Consigne 1:
Présentez sous forme de tableau Markdown les entrées de données, de la première ligne jusqu'à la ligne contenant « Phrase: woman's bare ankle » incluse, avec les colonnes « N° » et « Ligne ». Omettez les lignes vides.

Texte à lire:
Présentation

ULTRALIGHT

La collection d’art de la Ville de Dudelange reflète la politique d’exposition des centres d’art de la ville, car les œuvres de notre collection ont été acquises, à quelques exceptions près, lors des expositions individuelles ou collectives des artistes dans les centres d’art Nei Liicht et Dominique Lang.

Quelle est donc cette politique ?

Nous aspirons à servir de tremplin à de jeunes artistes auxquels nous donnons l’occasion de monter leur première exposition personnelle. Les centres d’art de Dudelange ont fourni ce terrain d’expérimentation qui permet d’apprendre à faire des choix, de voir son travail fonctionner dans l’espace et de s’exposer aux regards critiques et à la confrontation avec le public. Nous sommes des révélateurs de talents, souvent à l’avant-garde de futures réputations et nous avons soutenu des jeunes artistes de Luxembourg sur leur chemin vers des destins internationaux. Ainsi Su-Mei Tse, Marco Godinho, Catherine Lorent, Filip Markiewiecz, Martine Feipel et Jean Bechameil, Sophie Jung, Claudia Passeri et bien d’autres sont passés par Dudelange avant d’avoir été sélectionnés pour la Biennale de Venise par exemple ou pour d’autres lieux et prix prestigieux pour l’art contemporain.

[Entrées de données]
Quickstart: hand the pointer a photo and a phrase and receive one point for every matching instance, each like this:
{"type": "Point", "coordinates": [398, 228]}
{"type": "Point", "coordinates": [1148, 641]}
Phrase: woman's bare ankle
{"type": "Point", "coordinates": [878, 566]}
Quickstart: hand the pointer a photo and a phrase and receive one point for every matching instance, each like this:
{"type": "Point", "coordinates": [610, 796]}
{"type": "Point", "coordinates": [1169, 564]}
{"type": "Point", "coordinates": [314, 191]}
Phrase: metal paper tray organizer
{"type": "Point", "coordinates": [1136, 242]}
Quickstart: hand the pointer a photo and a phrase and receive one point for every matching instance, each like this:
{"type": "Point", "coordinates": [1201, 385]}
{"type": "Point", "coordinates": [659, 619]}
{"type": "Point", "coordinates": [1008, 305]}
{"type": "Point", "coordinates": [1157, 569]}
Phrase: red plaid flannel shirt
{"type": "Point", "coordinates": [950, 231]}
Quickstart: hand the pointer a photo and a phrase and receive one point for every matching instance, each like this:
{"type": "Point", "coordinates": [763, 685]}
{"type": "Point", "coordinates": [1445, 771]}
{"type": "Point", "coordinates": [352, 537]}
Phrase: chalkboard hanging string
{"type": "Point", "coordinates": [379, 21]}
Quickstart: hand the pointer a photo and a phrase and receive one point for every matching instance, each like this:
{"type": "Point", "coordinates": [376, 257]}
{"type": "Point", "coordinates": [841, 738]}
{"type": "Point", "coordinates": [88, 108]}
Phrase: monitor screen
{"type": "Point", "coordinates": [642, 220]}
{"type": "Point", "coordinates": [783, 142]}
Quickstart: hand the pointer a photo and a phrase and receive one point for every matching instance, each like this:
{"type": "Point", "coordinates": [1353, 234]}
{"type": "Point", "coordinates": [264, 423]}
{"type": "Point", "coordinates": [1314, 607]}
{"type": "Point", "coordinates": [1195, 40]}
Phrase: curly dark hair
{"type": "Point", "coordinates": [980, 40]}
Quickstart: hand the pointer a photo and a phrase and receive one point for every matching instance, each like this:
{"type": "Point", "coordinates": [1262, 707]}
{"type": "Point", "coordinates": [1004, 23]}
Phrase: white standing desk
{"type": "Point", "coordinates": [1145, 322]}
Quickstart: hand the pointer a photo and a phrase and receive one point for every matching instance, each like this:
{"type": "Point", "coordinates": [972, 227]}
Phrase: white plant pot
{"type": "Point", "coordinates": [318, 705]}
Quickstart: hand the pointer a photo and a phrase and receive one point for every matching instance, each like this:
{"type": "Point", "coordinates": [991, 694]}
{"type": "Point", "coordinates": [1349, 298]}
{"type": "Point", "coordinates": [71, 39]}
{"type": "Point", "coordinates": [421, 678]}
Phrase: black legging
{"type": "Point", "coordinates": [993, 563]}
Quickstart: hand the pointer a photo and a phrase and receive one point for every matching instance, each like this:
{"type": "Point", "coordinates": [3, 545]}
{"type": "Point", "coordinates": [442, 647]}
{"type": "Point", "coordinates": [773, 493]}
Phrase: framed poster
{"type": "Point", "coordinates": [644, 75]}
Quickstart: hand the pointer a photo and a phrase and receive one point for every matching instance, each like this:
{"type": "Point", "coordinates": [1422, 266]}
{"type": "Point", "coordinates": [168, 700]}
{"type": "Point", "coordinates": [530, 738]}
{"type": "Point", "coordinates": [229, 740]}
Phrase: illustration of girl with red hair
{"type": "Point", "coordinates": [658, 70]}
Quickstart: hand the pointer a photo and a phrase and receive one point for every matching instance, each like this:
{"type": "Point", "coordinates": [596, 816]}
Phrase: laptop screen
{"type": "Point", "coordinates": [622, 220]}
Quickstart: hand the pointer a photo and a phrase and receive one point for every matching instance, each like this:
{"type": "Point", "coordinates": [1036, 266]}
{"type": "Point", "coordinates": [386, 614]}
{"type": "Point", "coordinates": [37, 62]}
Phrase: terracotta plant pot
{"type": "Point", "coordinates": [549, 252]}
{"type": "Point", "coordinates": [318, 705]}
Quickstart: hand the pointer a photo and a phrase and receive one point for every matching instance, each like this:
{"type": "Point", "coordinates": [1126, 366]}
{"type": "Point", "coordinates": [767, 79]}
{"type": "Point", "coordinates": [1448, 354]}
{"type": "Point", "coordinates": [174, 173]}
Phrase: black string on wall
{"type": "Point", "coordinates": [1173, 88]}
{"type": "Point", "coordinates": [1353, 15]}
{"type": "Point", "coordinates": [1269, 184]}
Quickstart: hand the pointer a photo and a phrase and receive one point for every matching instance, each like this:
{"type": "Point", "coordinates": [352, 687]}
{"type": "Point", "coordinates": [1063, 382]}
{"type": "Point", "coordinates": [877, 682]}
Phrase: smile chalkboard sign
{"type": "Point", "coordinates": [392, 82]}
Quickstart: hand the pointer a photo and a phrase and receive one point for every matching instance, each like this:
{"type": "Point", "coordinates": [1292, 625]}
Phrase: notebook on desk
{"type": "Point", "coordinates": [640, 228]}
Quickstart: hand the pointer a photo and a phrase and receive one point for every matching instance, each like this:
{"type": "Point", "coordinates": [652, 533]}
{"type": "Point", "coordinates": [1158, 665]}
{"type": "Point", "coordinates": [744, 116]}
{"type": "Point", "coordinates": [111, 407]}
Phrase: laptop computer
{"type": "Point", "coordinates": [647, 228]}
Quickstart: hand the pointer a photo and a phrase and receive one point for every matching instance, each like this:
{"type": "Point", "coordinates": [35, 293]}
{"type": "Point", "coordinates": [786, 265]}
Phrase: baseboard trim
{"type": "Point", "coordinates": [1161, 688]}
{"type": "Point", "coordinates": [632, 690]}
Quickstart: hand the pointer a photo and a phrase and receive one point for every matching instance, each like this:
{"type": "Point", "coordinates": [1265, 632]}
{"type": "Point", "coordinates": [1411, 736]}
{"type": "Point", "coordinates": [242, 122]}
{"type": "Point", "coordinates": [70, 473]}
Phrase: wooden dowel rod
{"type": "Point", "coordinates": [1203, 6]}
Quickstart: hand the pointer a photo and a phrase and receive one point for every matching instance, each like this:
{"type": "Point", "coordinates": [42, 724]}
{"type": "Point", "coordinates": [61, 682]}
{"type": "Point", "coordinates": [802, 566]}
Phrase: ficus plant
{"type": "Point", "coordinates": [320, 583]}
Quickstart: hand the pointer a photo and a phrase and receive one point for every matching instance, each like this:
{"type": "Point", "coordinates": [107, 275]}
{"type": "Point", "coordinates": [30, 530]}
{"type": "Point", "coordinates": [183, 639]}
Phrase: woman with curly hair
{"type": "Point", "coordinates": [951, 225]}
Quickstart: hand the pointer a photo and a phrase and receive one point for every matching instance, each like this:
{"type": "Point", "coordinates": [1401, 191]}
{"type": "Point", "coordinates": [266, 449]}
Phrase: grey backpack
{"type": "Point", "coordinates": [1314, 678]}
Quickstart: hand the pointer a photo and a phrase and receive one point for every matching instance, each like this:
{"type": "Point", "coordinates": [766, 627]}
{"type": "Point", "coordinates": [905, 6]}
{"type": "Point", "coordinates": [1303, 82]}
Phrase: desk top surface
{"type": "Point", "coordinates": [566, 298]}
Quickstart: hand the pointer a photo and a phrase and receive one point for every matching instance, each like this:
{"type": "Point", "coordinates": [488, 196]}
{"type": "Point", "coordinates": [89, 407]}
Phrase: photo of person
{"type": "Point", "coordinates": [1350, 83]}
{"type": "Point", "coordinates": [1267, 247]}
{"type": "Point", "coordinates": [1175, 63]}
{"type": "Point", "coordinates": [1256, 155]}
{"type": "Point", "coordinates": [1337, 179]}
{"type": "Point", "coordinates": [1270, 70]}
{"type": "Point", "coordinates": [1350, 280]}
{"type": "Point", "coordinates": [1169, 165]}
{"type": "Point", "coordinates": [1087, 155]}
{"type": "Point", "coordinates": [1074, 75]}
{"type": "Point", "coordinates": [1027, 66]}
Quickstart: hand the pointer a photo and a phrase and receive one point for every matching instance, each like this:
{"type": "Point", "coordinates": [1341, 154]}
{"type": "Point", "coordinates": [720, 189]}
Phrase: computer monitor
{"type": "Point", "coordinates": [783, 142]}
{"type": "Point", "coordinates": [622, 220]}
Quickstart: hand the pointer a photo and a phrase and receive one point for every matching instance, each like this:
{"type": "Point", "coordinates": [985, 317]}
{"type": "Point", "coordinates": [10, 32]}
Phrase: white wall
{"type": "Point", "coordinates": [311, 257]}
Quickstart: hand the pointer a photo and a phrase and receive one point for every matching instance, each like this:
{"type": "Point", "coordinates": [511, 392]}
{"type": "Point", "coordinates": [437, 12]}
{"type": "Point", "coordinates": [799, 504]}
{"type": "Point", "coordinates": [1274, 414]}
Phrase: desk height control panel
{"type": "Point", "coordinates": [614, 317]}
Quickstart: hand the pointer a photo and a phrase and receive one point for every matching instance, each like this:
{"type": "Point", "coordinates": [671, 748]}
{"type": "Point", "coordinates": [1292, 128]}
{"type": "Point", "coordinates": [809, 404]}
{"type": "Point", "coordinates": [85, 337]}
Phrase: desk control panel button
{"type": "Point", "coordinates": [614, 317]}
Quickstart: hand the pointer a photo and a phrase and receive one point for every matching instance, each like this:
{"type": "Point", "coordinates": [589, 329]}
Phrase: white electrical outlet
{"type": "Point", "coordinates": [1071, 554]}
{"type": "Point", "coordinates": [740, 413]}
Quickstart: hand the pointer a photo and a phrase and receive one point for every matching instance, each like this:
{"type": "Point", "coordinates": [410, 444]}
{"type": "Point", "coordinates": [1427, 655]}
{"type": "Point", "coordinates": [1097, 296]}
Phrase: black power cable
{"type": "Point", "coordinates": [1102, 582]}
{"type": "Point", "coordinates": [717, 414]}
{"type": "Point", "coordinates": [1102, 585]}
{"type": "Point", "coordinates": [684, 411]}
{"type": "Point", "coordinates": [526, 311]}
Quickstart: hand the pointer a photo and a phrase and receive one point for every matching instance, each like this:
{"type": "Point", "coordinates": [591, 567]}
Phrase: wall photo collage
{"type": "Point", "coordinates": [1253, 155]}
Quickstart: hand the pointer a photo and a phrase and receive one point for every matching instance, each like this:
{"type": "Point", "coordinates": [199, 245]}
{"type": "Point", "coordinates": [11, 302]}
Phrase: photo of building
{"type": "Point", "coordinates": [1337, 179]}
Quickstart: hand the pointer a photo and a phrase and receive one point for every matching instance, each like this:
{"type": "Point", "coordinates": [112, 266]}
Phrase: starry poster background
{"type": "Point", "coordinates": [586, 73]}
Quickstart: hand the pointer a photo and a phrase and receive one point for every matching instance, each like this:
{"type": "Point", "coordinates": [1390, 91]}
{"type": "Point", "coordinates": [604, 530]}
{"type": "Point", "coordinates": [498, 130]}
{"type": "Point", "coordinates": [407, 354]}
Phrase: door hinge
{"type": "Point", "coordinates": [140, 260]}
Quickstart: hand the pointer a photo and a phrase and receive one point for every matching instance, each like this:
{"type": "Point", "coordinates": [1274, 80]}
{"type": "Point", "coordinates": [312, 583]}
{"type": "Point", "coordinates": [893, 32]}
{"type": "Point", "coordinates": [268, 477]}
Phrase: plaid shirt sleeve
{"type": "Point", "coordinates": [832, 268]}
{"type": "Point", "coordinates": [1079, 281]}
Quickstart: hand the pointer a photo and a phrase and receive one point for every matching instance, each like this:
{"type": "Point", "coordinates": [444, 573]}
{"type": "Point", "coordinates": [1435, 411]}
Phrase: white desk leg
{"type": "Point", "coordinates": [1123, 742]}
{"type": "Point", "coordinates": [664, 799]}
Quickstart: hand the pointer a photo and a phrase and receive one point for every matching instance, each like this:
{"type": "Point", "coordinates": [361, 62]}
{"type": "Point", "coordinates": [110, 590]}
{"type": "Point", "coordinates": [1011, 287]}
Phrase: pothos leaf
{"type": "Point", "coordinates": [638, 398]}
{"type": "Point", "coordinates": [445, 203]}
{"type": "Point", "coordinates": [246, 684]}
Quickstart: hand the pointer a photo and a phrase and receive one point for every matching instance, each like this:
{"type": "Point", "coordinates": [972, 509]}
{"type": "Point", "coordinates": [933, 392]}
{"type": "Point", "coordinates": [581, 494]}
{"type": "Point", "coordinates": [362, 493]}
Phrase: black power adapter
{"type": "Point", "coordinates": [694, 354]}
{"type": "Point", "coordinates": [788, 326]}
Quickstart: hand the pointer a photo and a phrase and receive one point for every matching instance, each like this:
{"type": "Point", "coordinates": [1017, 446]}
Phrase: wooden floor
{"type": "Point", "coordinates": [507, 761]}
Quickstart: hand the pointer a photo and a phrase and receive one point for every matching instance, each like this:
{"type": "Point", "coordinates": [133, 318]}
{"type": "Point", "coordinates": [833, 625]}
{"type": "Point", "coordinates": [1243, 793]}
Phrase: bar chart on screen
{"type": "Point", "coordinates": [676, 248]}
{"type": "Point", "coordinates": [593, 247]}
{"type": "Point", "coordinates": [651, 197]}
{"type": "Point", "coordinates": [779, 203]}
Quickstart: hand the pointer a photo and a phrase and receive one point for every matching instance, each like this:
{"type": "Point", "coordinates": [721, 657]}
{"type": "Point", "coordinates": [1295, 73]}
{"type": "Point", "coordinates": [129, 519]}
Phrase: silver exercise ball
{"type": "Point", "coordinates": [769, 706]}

Consigne 2:
Selon le texte sur la collection d'art de Dudelange, à quelles occasions les œuvres de la collection ont-elles été acquises, à quelques exceptions près ?

Réponse 1:
| N° | Ligne |
|---|---|
| 1 | Quickstart: hand the pointer a photo and a phrase and receive one point for every matching instance, each like this: |
| 2 | {"type": "Point", "coordinates": [398, 228]} |
| 3 | {"type": "Point", "coordinates": [1148, 641]} |
| 4 | Phrase: woman's bare ankle |

Réponse 2:
Lors des expositions individuelles ou collectives des artistes dans les centres d'art Nei Liicht et Dominique Lang.